**Source excerpt:**
July 16, 2017: The Fifteenth Sunday In Ordinary Time    (Proper 10)

Isaiah 55: 6 – 13/Psalm 65: 4 – 13/Romans 8: 8 – 11/Matthew 13: 1 -  9; 18 - 23

 

Fr. Roberto M. Jorvina

 

 

There is great joy to be together. We can probably understand more and more what the Psalmist said, “Behold, how good and how pleasant it is for brethren to get together,” because the presence of  brethren gives us strength which cannot be measured as compared to our everyday experiences.  

 

As God has ordained us to come today, we are in the Season of great excitement in our Christian life called Ordinary Time.  It is ironic that it is an Ordinary Time, but an exciting one. Usually, when we think of ordinary, it is something that is boring.  For a Christian, an ordinary and normal life is a life of excitement.   It is a life filled with enthusiasm, passion, delight and exhilaration.

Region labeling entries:
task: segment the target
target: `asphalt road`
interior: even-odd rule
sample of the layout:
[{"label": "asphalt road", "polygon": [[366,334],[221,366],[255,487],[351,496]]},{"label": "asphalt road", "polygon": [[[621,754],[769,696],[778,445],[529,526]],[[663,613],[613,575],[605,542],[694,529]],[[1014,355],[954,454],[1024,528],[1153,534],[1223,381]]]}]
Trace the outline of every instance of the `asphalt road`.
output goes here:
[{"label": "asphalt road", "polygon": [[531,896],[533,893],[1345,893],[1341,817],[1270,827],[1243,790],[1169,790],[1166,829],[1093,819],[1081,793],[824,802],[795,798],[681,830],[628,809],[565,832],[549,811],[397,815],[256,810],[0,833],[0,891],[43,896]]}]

**Exercise A:** In the sermon for the Fifteenth Sunday in Ordinary Time, what is an ordinary and normal life for a Christian?
**Exercise B:** Carry on the sermon for the Fifteenth Sunday in Ordinary Time from its last sentence.

**Written answer A:** A life of excitement.

**Written answer B:**
In the past four weeks,  we have studied around the gospel of Matthew in chapters  10 and 11.  It is a portion of Christ’s ministry where He forms His “elite” team of workers as ambassadors of His kingdom.  We have seen these past weeks what a disciple is.  We saw a picture of what discipleship is.   For one, we were given a picture of submission.  A true disciple is submitted to a mentor, to a teacher, to someone higher than he is.  No submission means no growth in the kingdom of God. Submission is vital.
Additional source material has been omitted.